> _EXERCISE OBJECTIVE_: Could you copy every record exactly, leaving the pictures behind?

Dataset entries
=== Section Start ===
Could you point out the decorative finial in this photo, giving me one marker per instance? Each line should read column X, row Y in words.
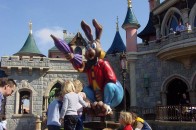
column 117, row 29
column 30, row 27
column 129, row 3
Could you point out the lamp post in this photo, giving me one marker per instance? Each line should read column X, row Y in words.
column 146, row 83
column 123, row 62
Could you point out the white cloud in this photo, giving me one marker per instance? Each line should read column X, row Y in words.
column 3, row 7
column 43, row 35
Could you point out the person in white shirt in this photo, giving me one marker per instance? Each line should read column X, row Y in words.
column 53, row 113
column 70, row 106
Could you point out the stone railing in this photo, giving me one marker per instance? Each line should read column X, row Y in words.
column 169, row 39
column 25, row 61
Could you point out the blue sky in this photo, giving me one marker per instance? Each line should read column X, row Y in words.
column 51, row 17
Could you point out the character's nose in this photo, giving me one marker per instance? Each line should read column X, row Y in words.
column 88, row 47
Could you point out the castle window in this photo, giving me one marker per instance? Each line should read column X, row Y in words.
column 78, row 50
column 23, row 102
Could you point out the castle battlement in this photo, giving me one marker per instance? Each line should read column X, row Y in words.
column 24, row 62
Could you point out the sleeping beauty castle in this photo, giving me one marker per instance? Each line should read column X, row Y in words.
column 159, row 69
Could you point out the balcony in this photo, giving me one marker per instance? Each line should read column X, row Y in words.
column 181, row 47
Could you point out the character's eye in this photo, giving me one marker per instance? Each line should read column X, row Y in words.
column 88, row 47
column 94, row 45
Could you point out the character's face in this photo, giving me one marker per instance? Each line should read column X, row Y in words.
column 93, row 50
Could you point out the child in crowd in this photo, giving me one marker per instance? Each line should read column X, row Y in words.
column 70, row 106
column 53, row 113
column 126, row 120
column 139, row 123
column 78, row 89
column 3, row 123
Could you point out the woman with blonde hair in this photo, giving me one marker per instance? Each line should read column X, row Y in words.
column 78, row 89
column 69, row 108
column 126, row 120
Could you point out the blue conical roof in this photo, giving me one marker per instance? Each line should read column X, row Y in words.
column 117, row 45
column 29, row 48
column 130, row 19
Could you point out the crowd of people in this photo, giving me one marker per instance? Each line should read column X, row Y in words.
column 67, row 108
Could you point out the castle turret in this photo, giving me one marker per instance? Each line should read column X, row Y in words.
column 117, row 44
column 131, row 25
column 153, row 4
column 30, row 48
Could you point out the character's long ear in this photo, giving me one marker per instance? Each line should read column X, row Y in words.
column 98, row 29
column 87, row 30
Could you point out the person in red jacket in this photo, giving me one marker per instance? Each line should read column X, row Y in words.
column 103, row 84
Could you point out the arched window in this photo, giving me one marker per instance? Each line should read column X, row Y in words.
column 78, row 50
column 172, row 23
column 24, row 106
column 23, row 101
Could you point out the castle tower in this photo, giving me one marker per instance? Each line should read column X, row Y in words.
column 29, row 48
column 117, row 44
column 131, row 25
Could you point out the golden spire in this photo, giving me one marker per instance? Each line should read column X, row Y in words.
column 129, row 3
column 30, row 27
column 117, row 29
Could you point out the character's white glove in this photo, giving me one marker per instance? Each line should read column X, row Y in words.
column 108, row 109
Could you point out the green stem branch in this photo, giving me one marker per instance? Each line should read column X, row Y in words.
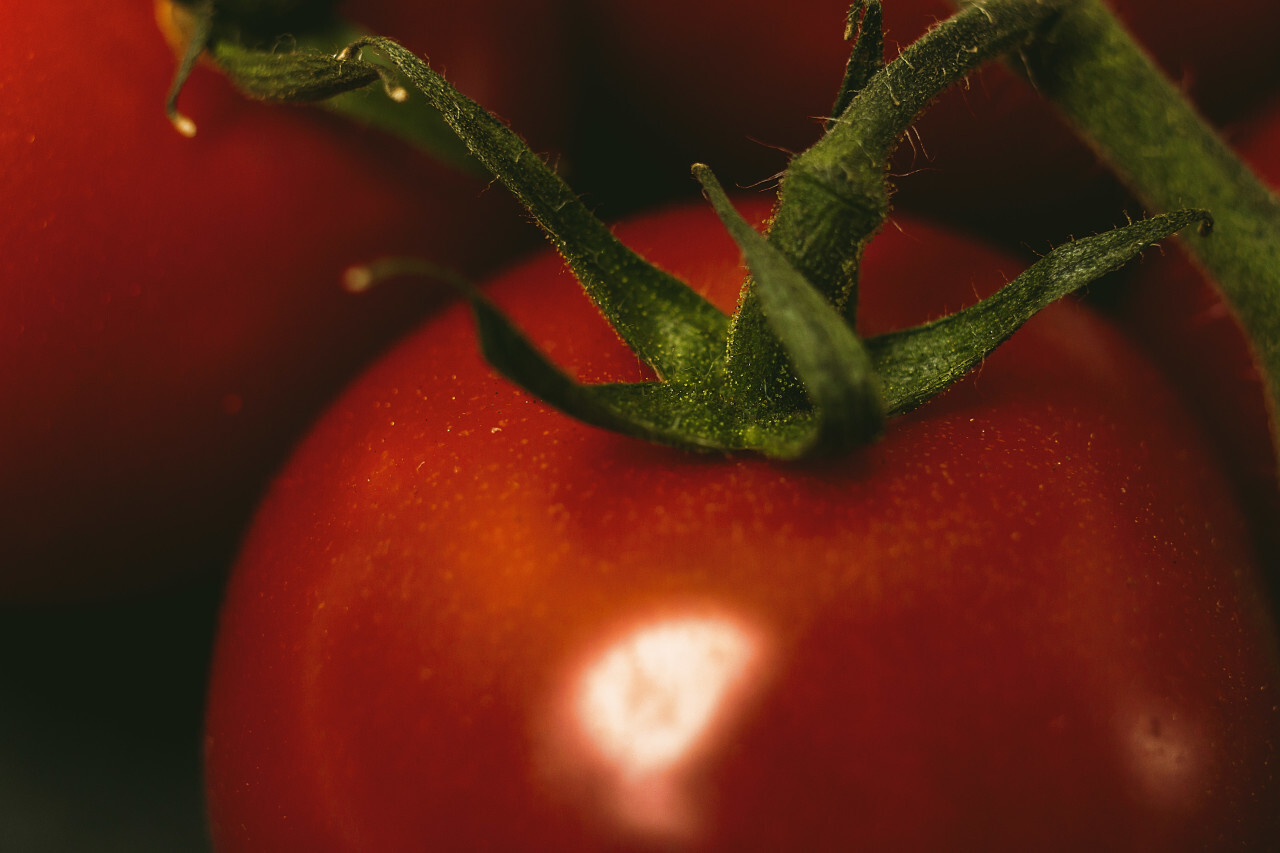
column 1170, row 158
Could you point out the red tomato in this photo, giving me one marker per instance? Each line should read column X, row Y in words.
column 174, row 314
column 1180, row 318
column 1027, row 620
column 735, row 85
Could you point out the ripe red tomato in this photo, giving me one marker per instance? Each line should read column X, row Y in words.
column 1027, row 619
column 735, row 85
column 173, row 313
column 1179, row 316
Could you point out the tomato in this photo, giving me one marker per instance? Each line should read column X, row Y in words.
column 1027, row 619
column 173, row 313
column 1179, row 316
column 739, row 85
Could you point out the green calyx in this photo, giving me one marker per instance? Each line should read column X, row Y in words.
column 1139, row 123
column 786, row 375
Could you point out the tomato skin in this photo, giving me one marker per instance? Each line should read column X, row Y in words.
column 173, row 313
column 1027, row 619
column 739, row 85
column 1179, row 316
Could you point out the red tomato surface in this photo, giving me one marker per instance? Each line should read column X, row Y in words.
column 173, row 311
column 736, row 85
column 1179, row 316
column 1025, row 620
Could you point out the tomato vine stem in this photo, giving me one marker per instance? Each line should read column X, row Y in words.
column 1169, row 156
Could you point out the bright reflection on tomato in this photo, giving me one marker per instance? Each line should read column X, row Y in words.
column 647, row 706
column 1024, row 620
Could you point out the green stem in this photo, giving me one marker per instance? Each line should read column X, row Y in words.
column 1139, row 123
column 835, row 195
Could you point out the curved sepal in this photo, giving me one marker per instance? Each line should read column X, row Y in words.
column 950, row 346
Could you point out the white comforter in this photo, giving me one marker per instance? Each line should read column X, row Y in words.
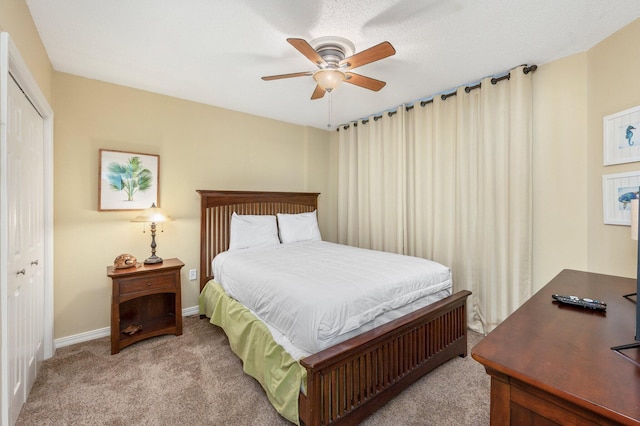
=== Section End ===
> _ANSWER SPACE_:
Could you point out the decorative finial in this photo, giving me one marker per instance? Each line should read column X, row Y in words.
column 117, row 29
column 30, row 27
column 129, row 3
Could you point out the lamp post in this photo, giving me one marker per instance? Each line should read column X, row Y in words.
column 146, row 83
column 123, row 62
Could you point out the white cloud in this photo, giving me one marker per instance? Each line should read column X, row Y in words.
column 3, row 7
column 43, row 35
Could you point out the person in white shirt in this photo, giving me one marker per instance? Each line should read column X, row Y in words.
column 53, row 113
column 70, row 106
Could you point out the stone railing in this photo, giving me one marker per instance? Each line should read column X, row Y in words.
column 169, row 39
column 25, row 61
Could you point out the blue sky in this photo, giving me one marker per instance? Each line should read column X, row Y in words.
column 51, row 17
Could you point out the character's nose in this photo, giving me one marker per instance? Each line should read column X, row Y in words.
column 88, row 47
Could you point out the castle window in this photo, giving me one marker per instance? Each line should read column X, row Y in words.
column 78, row 50
column 23, row 102
Could you point out the castle battlement in this photo, giving me one marker per instance? Each line should read column X, row Y in words.
column 24, row 62
Could you point out the sleeping beauty castle in this photo, giving me one marker per instance? Each line should read column X, row Y in words.
column 159, row 69
Could you point out the balcony in this photo, giving me one marker per instance? Each line should read column X, row Y in words.
column 181, row 47
Could you point out the character's eye in this photo, giving me one marker per instance? Each line should read column X, row Y in words.
column 88, row 47
column 94, row 45
Could you point out the character's face in this photo, giving me one marker per instance? Each line should read column X, row Y in words.
column 93, row 50
Could you point out the child in crowd in this photo, giving me one marker per instance? Each line should read column X, row Y in words.
column 70, row 106
column 53, row 113
column 126, row 120
column 139, row 123
column 78, row 89
column 3, row 123
Could you point out the woman with blonde hair in this photo, giving me one marker per instance? Each line should read column X, row Y in words.
column 78, row 89
column 69, row 108
column 126, row 120
Could you point out the blue conical roof in this photo, giving me one marker per instance? Each line should read column X, row Y in words.
column 117, row 45
column 29, row 48
column 130, row 19
Could you point out the crowd of people in this photo, giving me one marker per instance? Each line should read column X, row Y in words.
column 67, row 108
Could you point out the castle turret in this photo, giving me one marker per instance? Each line should read column X, row Y in words.
column 117, row 44
column 131, row 25
column 153, row 4
column 30, row 48
Could you point out the character's long ear in this photo, giving me one marker per instance? Each line should read column X, row Y in words.
column 98, row 29
column 87, row 30
Could you point out the person in red jacket in this photo, giving me one marker per instance? Each line should read column X, row Y in words.
column 103, row 84
Could you point out the arched window in this photo, giving me one marker per instance? Each line should read column X, row Y in words.
column 78, row 50
column 172, row 23
column 24, row 106
column 23, row 101
Could you point out the castle tower in this photo, giving me one marker per instance? Each line should read column X, row Y in words.
column 29, row 48
column 117, row 44
column 131, row 25
Could you point out the golden spire in this photo, giving me one marker per instance? Each line should read column X, row Y in words.
column 129, row 3
column 30, row 27
column 117, row 29
Could you point out the character's white glove in this photo, giving me one marker per instance? Each line should read column X, row Y in words.
column 108, row 109
Could you point out the green stem branch in this photo, giving me one marker per instance? Each line should read column X, row Y in words.
column 1170, row 158
Could you point out the red tomato in this photo, giving me one marker per instance? Each line should read column X, row Y in words.
column 174, row 314
column 1180, row 318
column 1027, row 620
column 735, row 85
Could you point out the ripe red tomato in this photo, giving me one marker per instance? Each line should read column X, row Y in words.
column 1027, row 619
column 735, row 85
column 173, row 313
column 1179, row 316
Could you point out the tomato in this photo, giving me one marker per instance? Each line should read column X, row Y in words.
column 1027, row 619
column 173, row 313
column 1179, row 316
column 739, row 85
Could you point out the green calyx in this photo, giving me one marker per instance? Each line should read column X, row Y in words.
column 1139, row 123
column 786, row 375
Could you point out the tomato skin in this photo, giving me one marker per instance? Each line should read column X, row Y in words.
column 173, row 313
column 1027, row 619
column 739, row 85
column 1179, row 316
Could you point out the red tomato surface in this photo, giving me one marker per instance? Each line should read column X, row Y in words.
column 173, row 311
column 736, row 85
column 1179, row 316
column 1025, row 620
Could you point out the tomato vine stem in this photo, giving me one marker per instance? Each line should read column X, row Y in words.
column 1169, row 156
Could you point out the bright reflection on tomato in this photo, giving me one marker per instance? Each line should read column X, row Y in words.
column 647, row 706
column 1024, row 620
Could you point out the green stem in this photo, giving me one marker per instance? Each line should read column X, row Y in words.
column 1139, row 123
column 835, row 195
Could you point out the curved sepal in this photo, giving me one marker per instance? Each line should read column X, row Y in words.
column 950, row 346
Could you point out the white comforter in this photo, giving me one marker per instance? Each line should read column X, row Y in words.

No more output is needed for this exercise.